STATED TASK: Rename "denim jeans" to "jeans" in the rows from the start through the line containing "165 217 L 149". Give those lines again with nothing else changed.

A run of rows:
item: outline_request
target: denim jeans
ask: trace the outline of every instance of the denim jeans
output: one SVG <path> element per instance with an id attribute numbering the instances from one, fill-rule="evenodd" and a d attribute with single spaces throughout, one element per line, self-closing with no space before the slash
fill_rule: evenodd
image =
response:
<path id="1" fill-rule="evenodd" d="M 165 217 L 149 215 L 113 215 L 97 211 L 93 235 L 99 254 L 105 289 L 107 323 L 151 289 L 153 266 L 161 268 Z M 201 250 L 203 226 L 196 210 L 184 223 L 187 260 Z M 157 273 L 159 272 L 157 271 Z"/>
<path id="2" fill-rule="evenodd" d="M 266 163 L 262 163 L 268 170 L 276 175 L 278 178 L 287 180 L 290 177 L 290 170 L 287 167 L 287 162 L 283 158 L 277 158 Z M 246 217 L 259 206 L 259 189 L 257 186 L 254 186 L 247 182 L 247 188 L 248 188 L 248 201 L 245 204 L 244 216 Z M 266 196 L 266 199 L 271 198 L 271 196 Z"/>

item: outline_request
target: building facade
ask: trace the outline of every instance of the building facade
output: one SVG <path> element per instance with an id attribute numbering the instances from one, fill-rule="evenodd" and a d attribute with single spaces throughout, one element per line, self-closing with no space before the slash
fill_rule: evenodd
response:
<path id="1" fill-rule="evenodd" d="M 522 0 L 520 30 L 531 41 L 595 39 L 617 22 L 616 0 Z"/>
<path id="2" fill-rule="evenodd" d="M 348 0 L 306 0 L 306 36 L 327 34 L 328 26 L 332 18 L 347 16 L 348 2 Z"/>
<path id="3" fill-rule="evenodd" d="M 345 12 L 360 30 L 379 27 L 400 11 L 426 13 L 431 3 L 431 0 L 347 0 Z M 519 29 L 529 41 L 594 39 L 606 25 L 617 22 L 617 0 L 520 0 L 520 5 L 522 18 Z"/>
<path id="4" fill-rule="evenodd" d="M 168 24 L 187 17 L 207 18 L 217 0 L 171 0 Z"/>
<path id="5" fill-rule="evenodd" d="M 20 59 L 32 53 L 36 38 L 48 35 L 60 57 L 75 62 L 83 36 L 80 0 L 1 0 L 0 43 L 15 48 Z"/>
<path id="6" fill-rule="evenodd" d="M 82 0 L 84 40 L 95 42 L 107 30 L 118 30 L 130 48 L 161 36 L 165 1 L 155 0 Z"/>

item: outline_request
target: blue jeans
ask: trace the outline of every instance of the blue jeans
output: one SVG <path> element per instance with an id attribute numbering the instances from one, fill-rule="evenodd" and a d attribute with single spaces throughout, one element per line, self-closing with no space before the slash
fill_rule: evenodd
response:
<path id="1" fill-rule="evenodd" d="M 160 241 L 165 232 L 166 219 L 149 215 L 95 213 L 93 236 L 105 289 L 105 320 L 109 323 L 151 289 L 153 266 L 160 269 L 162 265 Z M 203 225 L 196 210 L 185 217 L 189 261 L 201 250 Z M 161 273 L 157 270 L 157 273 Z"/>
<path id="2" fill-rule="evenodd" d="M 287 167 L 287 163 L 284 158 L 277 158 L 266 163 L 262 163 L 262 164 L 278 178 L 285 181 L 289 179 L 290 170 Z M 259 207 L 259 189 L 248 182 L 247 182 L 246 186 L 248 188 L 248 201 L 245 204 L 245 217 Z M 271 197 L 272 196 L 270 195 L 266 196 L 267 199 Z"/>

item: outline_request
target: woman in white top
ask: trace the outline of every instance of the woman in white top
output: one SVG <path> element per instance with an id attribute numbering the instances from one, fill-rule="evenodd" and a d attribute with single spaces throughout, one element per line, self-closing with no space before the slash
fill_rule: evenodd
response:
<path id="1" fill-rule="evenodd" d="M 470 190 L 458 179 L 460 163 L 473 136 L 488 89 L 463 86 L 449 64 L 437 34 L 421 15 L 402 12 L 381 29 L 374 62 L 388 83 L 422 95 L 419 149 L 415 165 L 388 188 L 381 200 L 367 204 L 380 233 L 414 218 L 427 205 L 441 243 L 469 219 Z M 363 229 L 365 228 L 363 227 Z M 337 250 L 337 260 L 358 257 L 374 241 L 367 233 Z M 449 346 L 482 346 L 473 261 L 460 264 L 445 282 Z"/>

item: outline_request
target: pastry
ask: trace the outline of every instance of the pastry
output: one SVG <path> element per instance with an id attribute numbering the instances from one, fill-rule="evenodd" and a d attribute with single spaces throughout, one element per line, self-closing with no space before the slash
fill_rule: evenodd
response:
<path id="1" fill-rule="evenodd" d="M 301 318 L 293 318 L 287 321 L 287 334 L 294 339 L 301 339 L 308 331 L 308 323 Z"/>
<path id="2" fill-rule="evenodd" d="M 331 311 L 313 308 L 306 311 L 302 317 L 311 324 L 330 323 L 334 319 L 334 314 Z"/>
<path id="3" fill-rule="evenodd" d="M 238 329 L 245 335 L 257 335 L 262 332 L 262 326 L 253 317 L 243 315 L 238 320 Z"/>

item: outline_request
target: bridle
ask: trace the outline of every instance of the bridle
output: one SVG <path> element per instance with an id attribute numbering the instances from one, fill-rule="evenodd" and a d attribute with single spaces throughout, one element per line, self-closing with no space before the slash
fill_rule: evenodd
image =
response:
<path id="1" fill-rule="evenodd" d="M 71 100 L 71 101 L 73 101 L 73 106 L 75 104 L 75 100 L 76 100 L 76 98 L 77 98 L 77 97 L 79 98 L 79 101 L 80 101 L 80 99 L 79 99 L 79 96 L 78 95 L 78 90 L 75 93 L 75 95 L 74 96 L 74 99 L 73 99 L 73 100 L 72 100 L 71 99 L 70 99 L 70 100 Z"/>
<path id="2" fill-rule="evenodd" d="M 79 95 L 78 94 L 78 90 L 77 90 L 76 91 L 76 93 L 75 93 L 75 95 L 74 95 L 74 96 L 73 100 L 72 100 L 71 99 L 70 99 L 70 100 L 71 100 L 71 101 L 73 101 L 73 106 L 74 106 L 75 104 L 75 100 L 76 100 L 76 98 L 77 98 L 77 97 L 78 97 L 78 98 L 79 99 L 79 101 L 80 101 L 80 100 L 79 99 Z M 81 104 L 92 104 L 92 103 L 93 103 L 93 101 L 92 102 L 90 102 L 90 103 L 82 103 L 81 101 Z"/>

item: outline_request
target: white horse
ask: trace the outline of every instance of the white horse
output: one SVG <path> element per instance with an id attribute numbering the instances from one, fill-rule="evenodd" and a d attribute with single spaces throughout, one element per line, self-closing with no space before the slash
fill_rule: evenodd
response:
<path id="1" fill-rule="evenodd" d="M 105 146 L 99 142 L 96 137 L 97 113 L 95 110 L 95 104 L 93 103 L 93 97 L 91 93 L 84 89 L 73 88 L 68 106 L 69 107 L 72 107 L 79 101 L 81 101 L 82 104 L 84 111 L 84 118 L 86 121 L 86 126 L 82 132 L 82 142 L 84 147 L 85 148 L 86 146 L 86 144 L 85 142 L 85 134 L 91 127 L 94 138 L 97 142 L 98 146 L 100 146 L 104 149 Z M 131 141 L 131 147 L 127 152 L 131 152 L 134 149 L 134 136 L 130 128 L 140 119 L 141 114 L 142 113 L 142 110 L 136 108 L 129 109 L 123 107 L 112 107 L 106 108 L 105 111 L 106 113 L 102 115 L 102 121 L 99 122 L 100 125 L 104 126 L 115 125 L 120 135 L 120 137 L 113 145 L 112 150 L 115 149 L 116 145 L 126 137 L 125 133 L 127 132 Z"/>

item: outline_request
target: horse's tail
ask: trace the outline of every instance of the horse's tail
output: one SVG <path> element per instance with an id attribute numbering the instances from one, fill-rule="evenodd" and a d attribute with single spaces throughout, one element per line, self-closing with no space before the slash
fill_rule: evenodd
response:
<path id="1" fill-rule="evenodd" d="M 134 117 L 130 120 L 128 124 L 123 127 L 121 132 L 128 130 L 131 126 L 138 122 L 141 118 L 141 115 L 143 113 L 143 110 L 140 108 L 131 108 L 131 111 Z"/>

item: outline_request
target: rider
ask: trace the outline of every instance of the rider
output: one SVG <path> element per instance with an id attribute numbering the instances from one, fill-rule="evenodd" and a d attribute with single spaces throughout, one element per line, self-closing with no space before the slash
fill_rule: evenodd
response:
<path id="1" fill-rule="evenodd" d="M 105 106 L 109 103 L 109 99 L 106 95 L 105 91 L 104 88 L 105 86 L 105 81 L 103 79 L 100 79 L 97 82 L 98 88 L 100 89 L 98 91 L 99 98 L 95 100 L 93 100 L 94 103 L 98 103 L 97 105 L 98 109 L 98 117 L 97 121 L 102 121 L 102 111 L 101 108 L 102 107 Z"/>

TASK ANSWER:
item: outline_request
target: jeans
ask: trace the outline of every instance of the jeans
output: one SVG <path> element per instance with an id attribute numbering the instances from one, fill-rule="evenodd" and a d attribute with single spaces throughout, one element per line, self-closing with no space before the slash
fill_rule: evenodd
image =
response:
<path id="1" fill-rule="evenodd" d="M 165 217 L 149 215 L 113 215 L 97 211 L 93 235 L 99 254 L 105 289 L 107 323 L 151 289 L 153 266 L 161 268 Z M 201 250 L 203 226 L 196 210 L 184 223 L 187 260 Z M 157 273 L 159 272 L 157 271 Z"/>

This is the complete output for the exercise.